» TASK OBJECTIVE
Pictures are to be left out, and the rest of the records reproduced exactly.

(RECORDS PROVIDED begins)

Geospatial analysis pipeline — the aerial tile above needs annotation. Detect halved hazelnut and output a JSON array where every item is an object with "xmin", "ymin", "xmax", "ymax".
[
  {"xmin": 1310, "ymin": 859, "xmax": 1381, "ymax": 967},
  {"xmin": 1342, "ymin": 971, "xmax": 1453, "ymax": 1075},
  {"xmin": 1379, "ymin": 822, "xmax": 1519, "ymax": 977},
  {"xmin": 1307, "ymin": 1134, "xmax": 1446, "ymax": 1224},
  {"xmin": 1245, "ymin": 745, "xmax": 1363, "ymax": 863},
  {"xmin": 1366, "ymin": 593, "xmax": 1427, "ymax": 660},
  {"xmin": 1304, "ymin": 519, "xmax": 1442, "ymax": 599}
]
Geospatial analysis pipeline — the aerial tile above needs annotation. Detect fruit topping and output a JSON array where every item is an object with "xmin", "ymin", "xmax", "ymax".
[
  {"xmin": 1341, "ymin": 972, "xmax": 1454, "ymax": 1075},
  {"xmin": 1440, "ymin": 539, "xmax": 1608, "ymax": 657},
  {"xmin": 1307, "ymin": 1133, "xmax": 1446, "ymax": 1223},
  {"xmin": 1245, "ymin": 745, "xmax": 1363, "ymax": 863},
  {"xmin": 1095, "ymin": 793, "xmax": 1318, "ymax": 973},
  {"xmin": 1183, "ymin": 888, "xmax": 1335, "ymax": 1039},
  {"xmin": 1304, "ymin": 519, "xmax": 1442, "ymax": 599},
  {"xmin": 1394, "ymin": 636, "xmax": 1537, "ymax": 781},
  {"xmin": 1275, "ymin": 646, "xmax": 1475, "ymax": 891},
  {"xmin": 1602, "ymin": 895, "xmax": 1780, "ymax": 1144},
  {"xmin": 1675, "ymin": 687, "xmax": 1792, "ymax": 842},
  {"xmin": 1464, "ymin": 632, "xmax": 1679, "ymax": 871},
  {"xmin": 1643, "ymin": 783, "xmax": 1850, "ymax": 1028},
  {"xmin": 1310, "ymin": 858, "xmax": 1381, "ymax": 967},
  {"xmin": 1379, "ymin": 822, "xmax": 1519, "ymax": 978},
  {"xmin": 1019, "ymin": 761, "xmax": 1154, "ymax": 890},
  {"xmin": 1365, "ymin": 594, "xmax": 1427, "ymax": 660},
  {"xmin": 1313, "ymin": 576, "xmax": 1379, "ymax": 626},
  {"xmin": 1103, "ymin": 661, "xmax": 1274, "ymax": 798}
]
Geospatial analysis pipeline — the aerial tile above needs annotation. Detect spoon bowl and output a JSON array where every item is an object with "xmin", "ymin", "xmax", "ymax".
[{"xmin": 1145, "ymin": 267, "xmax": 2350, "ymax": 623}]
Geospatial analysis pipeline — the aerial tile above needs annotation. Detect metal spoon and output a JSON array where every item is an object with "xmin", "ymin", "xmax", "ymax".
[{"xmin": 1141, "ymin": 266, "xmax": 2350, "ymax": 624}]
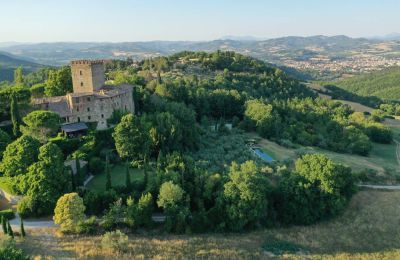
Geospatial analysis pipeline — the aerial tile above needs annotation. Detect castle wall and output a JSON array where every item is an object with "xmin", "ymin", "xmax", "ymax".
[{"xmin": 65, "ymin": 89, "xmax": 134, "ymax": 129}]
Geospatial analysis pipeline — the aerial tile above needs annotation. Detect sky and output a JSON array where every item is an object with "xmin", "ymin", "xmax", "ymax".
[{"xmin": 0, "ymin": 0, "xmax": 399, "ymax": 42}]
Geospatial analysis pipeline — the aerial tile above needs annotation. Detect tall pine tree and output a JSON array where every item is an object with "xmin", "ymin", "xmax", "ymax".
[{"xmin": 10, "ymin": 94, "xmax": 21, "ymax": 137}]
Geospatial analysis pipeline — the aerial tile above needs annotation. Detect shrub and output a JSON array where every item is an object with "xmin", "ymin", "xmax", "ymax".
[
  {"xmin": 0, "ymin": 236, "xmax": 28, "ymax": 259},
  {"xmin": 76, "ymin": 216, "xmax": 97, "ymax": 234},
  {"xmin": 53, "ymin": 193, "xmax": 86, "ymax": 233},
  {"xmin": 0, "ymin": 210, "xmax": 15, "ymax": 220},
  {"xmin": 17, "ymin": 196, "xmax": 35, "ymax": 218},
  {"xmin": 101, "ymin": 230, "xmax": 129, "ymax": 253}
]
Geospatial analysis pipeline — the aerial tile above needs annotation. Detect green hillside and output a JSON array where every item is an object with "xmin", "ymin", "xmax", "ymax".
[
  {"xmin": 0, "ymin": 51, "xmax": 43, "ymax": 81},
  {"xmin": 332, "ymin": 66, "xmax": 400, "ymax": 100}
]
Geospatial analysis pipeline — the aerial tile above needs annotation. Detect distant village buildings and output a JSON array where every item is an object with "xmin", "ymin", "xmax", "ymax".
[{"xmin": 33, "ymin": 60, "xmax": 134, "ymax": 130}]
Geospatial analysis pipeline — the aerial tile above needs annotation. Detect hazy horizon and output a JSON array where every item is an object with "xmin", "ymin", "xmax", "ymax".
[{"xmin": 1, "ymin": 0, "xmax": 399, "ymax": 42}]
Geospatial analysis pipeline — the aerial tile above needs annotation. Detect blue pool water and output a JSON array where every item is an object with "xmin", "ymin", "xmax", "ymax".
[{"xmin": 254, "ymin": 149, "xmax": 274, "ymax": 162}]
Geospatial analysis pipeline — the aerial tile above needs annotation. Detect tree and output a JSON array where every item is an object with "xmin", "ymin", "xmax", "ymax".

(RECORDS PROVIDED ends)

» WRITTEN RESPONSE
Geospatial analysis pipeline — the aerial tile above needs annotation. Detect halved hazelnut and output a JSON array where every item is an object with "xmin", "ymin", "xmax", "ymax".
[
  {"xmin": 1310, "ymin": 859, "xmax": 1381, "ymax": 967},
  {"xmin": 1342, "ymin": 971, "xmax": 1453, "ymax": 1075},
  {"xmin": 1379, "ymin": 822, "xmax": 1519, "ymax": 977},
  {"xmin": 1307, "ymin": 1134, "xmax": 1446, "ymax": 1224},
  {"xmin": 1245, "ymin": 745, "xmax": 1363, "ymax": 863},
  {"xmin": 1366, "ymin": 593, "xmax": 1427, "ymax": 660},
  {"xmin": 1304, "ymin": 519, "xmax": 1442, "ymax": 599}
]
Geospatial analysis pipeline — the aerial tile above needs annotation. Detect fruit topping and output a JSON array where every item is an object with "xmin", "ymin", "xmax", "ymax".
[
  {"xmin": 1341, "ymin": 972, "xmax": 1454, "ymax": 1075},
  {"xmin": 1440, "ymin": 539, "xmax": 1608, "ymax": 657},
  {"xmin": 1307, "ymin": 1133, "xmax": 1446, "ymax": 1223},
  {"xmin": 1245, "ymin": 745, "xmax": 1363, "ymax": 863},
  {"xmin": 1095, "ymin": 793, "xmax": 1318, "ymax": 973},
  {"xmin": 1183, "ymin": 888, "xmax": 1335, "ymax": 1039},
  {"xmin": 1304, "ymin": 519, "xmax": 1442, "ymax": 599},
  {"xmin": 1394, "ymin": 636, "xmax": 1537, "ymax": 781},
  {"xmin": 1275, "ymin": 646, "xmax": 1475, "ymax": 891},
  {"xmin": 1602, "ymin": 895, "xmax": 1780, "ymax": 1144},
  {"xmin": 1675, "ymin": 687, "xmax": 1792, "ymax": 842},
  {"xmin": 1464, "ymin": 632, "xmax": 1679, "ymax": 871},
  {"xmin": 1643, "ymin": 783, "xmax": 1850, "ymax": 1028},
  {"xmin": 1310, "ymin": 858, "xmax": 1381, "ymax": 967},
  {"xmin": 1379, "ymin": 822, "xmax": 1519, "ymax": 978},
  {"xmin": 1019, "ymin": 761, "xmax": 1154, "ymax": 890},
  {"xmin": 1365, "ymin": 594, "xmax": 1427, "ymax": 660},
  {"xmin": 1313, "ymin": 576, "xmax": 1379, "ymax": 626},
  {"xmin": 1103, "ymin": 661, "xmax": 1274, "ymax": 798}
]
Geospatial analysis pipeline — the aerial tile above needs annotation. Detect spoon bowl and output a JSON array where every item is an object with "xmin", "ymin", "xmax", "ymax".
[{"xmin": 1145, "ymin": 267, "xmax": 2350, "ymax": 623}]
Geospatial analysis pipeline — the aerial tile above needs annotation. Detect metal spoon and output a JSON array where every item is an object with "xmin", "ymin", "xmax", "ymax".
[{"xmin": 1141, "ymin": 266, "xmax": 2350, "ymax": 624}]
Geospatial analysis pipeline — the aerial tile above needs annotation. Detect castle wall and output a JSON array where every item is an object with "xmin", "ymin", "xmax", "ymax".
[{"xmin": 65, "ymin": 89, "xmax": 134, "ymax": 129}]
Geospatial analysis pipeline — the aerial tile above needs annotation. Detect sky and output a JSON array where every item is an object with "xmin", "ymin", "xmax", "ymax".
[{"xmin": 0, "ymin": 0, "xmax": 399, "ymax": 42}]
Geospatial analysis pipeline — the aerial tile above needs annotation. Detect tall pine tree and output a JSON array where every item is an object with "xmin", "ymin", "xmax", "ymax".
[{"xmin": 10, "ymin": 94, "xmax": 21, "ymax": 137}]
Geospatial analysis pipeline — the aerial tile above needs annotation. Detect shrub and output a JSON array where every item is an object with "xmin", "ymin", "xmax", "ymax".
[
  {"xmin": 0, "ymin": 236, "xmax": 28, "ymax": 259},
  {"xmin": 76, "ymin": 216, "xmax": 97, "ymax": 234},
  {"xmin": 53, "ymin": 193, "xmax": 86, "ymax": 233},
  {"xmin": 0, "ymin": 210, "xmax": 15, "ymax": 220},
  {"xmin": 17, "ymin": 196, "xmax": 35, "ymax": 218},
  {"xmin": 101, "ymin": 230, "xmax": 129, "ymax": 253}
]
Geospatial analysis pipeline — the aerial tile above needs annotation. Detect green hillside and output a JSON array where every item is an object with "xmin", "ymin", "xmax", "ymax".
[
  {"xmin": 0, "ymin": 51, "xmax": 43, "ymax": 81},
  {"xmin": 332, "ymin": 66, "xmax": 400, "ymax": 100}
]
Geospatial analysis pipeline — the aerial tile above needs annotation. Detect distant village buildings and output a JSON array where every item is an object with "xmin", "ymin", "xmax", "ymax".
[{"xmin": 33, "ymin": 60, "xmax": 134, "ymax": 130}]
Geospatial analysis pipeline — the aerial tile above needs annotation. Detect hazy horizon and output a JSON array where every item is an object with "xmin", "ymin", "xmax", "ymax".
[{"xmin": 1, "ymin": 0, "xmax": 399, "ymax": 42}]
Geospatial analysis pipeline — the aerial tile above needs annotation. Detect blue pool water and output a JSON array where every item is an object with "xmin", "ymin", "xmax", "ymax".
[{"xmin": 254, "ymin": 149, "xmax": 274, "ymax": 162}]
Geospatial analysis pipeline — the aerial tile above needs annotation. Detect tree and output a JSON array where every item is an object with "xmin", "ymin", "xmax", "ymax".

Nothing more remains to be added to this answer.